╭─ Excerpted text

The ICA installation is loosely organized into chapters, each formed by Shechet’s experiences, influences, and collaborations. An introductory gallery is filled with her impressions of the huge 9th-century Borobudur monument in Central Java, the world’s largest Buddhist temple, a mountain-like construction decorated with 2672 carved stone reliefs and 504 Buddha statues. In the ICA exhibition, seated Buddhas, similar in shape to those of Borobudur, and Buddha heads, constructed of industrial molding plaster and painted in acrylics, are set on a series of platforms that vaguely suggest the rising terraces of the temple.

Their lumpy, blurred castings and spatters of paint, which further obscure the forms, suggest Buddhas that have weathered for centuries in a tropical jungle. An invitation to work at the Dieu Donné Papermill in New York led Shechet to create a series of blueprints on handmade abacá paper, displayed nearby, which explore variations on the mandala-like geometry of Borobudur.

╰─

__Exercise set__:
1. In the passage on Shechet's installation, reproduce word for word everything from "The ICA installation" down to "of the temple.".
2. For each statement, answer yes or no according to the passage on Shechet's installation, and quote the words that decide it. (a) The Borobudur monument is decorated with 504 Buddha statues. (b) The Buddha heads in the exhibition are carved from stone. (c) The blueprints Shechet created are on handmade abacá paper.

╭─ Provided material

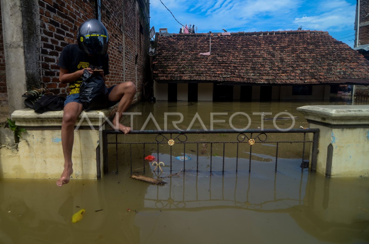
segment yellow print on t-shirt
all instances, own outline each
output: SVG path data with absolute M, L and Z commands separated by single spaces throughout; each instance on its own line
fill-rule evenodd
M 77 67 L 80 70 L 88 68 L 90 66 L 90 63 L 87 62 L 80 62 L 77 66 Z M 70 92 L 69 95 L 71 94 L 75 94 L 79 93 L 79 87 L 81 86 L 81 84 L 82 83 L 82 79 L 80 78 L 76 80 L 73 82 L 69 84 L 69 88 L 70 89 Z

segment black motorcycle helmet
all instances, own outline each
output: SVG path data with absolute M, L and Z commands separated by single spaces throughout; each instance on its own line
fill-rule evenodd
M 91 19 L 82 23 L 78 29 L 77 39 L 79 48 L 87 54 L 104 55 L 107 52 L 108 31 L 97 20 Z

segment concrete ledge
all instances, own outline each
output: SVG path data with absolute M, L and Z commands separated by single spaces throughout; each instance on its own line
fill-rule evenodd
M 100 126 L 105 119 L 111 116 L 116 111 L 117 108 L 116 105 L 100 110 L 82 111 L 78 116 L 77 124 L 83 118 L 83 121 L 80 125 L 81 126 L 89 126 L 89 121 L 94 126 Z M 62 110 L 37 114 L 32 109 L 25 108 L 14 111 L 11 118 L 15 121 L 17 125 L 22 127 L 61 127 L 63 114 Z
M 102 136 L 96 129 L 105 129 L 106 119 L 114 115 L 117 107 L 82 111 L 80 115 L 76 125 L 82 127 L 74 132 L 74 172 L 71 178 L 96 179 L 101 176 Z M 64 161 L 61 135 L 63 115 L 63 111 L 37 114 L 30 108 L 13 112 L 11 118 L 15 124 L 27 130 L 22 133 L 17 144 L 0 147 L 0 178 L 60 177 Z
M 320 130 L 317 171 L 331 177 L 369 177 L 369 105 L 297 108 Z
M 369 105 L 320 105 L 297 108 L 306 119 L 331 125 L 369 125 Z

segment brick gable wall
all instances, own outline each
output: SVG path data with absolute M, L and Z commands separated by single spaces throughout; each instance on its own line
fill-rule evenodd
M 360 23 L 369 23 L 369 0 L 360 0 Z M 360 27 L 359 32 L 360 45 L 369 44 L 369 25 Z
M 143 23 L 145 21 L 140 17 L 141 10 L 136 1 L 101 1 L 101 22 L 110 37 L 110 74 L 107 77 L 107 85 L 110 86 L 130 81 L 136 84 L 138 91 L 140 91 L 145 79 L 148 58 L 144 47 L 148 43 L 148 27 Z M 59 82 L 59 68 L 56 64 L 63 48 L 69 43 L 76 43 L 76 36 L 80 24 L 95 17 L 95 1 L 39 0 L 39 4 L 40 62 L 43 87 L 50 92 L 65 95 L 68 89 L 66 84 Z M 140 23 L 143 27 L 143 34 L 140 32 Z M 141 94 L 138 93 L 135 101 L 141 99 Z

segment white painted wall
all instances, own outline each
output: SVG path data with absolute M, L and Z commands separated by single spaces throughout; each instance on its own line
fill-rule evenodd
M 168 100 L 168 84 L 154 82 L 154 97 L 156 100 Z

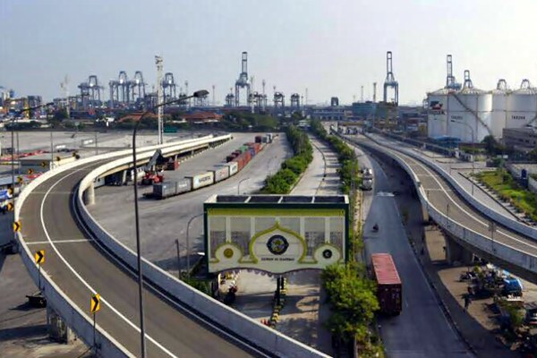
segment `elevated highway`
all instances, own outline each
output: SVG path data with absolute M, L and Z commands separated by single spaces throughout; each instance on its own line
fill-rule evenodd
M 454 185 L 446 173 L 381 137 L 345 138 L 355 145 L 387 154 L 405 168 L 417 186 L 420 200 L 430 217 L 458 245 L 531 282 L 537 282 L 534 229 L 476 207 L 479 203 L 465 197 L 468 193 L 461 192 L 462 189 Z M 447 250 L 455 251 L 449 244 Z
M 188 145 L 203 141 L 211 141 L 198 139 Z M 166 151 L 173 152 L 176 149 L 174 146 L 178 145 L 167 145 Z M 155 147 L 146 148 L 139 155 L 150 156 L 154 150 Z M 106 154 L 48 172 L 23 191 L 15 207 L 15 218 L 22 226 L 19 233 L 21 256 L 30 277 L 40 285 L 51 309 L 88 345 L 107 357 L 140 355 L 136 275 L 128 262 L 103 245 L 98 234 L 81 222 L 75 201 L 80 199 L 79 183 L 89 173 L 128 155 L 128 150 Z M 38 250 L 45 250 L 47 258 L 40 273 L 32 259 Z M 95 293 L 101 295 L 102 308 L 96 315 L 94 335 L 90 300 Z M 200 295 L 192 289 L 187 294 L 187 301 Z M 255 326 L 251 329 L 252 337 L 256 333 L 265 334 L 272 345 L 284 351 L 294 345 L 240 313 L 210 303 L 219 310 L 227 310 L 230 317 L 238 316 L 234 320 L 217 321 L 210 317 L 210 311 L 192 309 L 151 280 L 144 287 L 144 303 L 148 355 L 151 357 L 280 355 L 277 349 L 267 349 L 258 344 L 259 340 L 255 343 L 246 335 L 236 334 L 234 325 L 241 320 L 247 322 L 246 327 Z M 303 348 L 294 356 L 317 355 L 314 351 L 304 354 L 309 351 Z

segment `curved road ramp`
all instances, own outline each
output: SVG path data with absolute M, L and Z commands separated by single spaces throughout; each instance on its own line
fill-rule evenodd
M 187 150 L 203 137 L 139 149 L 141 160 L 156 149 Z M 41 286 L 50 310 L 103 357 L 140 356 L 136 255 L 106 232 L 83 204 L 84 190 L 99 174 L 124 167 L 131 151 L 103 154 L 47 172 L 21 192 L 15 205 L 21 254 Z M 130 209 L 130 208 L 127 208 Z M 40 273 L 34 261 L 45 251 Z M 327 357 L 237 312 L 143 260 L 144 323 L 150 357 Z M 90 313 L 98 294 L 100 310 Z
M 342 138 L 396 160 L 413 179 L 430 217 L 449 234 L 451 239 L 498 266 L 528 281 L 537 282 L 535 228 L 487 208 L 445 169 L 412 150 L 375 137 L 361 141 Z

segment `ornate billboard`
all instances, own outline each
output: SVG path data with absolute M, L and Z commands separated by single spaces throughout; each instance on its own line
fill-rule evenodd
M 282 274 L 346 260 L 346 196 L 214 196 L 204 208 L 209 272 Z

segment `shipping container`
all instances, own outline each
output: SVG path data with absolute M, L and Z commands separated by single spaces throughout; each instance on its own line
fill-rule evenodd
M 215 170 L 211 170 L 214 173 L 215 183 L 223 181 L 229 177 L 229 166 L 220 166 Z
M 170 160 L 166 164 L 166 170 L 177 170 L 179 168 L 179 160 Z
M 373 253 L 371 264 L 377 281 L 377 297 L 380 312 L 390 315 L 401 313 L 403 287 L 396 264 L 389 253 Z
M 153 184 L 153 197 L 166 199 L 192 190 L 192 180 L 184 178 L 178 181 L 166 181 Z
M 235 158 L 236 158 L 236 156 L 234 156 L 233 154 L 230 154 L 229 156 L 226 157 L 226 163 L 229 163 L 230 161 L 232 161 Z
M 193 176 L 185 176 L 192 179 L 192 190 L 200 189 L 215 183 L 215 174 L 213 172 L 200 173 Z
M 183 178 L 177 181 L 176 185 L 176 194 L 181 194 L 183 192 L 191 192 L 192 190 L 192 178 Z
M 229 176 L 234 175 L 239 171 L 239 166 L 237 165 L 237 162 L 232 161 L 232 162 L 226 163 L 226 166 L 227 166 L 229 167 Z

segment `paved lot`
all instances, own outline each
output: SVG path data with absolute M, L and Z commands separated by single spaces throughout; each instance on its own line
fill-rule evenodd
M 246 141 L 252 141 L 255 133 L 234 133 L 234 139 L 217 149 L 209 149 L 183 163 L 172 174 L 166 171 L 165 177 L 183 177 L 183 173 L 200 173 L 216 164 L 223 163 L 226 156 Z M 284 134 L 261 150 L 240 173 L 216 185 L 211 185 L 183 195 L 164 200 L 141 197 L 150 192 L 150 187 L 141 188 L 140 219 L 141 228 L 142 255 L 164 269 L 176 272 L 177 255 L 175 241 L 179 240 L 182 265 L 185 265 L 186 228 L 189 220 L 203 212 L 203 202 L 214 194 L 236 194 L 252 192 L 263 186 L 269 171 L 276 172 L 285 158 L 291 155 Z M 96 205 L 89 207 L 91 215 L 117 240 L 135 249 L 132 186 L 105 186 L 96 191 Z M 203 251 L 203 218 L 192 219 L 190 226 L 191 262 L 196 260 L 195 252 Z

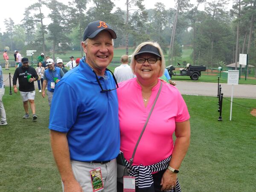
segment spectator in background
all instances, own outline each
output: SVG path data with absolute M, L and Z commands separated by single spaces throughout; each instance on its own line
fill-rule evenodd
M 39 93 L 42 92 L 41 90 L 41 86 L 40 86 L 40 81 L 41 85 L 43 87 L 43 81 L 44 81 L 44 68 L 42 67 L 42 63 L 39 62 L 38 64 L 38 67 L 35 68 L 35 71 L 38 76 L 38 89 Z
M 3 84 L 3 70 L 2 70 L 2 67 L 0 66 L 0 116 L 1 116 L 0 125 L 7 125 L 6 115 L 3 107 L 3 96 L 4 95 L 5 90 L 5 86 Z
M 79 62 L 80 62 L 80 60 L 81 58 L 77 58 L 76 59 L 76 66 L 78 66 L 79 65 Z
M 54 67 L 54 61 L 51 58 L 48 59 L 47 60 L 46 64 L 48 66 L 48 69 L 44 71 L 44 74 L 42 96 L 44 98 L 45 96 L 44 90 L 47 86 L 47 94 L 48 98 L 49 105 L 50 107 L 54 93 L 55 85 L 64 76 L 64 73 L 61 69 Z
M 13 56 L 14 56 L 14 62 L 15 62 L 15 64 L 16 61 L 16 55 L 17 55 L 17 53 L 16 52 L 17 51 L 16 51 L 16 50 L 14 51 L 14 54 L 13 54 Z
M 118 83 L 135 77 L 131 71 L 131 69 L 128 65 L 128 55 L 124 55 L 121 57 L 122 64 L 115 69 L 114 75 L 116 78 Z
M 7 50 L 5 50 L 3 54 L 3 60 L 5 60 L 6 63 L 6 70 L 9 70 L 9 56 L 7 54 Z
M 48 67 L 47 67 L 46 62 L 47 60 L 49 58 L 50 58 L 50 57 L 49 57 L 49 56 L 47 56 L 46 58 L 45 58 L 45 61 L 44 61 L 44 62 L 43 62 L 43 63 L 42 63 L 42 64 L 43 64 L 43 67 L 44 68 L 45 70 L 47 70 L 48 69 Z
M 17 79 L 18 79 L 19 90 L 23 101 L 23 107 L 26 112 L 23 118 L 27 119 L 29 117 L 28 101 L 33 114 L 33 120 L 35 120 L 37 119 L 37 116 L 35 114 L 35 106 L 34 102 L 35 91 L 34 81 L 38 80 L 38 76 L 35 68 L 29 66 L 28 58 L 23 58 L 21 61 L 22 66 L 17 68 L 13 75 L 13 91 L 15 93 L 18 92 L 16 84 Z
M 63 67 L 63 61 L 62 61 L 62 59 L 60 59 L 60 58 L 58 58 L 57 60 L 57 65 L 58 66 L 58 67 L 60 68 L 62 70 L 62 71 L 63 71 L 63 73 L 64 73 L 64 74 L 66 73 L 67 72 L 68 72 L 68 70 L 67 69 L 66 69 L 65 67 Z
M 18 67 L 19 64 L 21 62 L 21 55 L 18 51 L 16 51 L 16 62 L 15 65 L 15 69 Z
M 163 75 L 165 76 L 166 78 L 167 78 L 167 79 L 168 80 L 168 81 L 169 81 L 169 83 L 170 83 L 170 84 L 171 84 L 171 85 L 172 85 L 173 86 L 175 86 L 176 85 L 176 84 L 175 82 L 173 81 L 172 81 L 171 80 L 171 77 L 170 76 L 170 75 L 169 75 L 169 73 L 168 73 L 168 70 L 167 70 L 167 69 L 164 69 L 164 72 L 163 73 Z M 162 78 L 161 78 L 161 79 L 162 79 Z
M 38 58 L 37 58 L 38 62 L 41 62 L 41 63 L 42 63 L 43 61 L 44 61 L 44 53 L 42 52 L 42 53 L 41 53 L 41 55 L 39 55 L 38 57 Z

╰─

__Answers to the exercise__:
1.
The ICA installation is loosely organized into chapters, each formed by Shechet’s experiences, influences, and collaborations. An introductory gallery is filled with her impressions of the huge 9th-century Borobudur monument in Central Java, the world’s largest Buddhist temple, a mountain-like construction decorated with 2672 carved stone reliefs and 504 Buddha statues. In the ICA exhibition, seated Buddhas, similar in shape to those of Borobudur, and Buddha heads, constructed of industrial molding plaster and painted in acrylics, are set on a series of platforms that vaguely suggest the rising terraces of the temple.

2.
(a) Yes: "decorated with 2672 carved stone reliefs and 504 Buddha statues"
(b) No: "constructed of industrial molding plaster and painted in acrylics"
(c) Yes: "a series of blueprints on handmade abacá paper"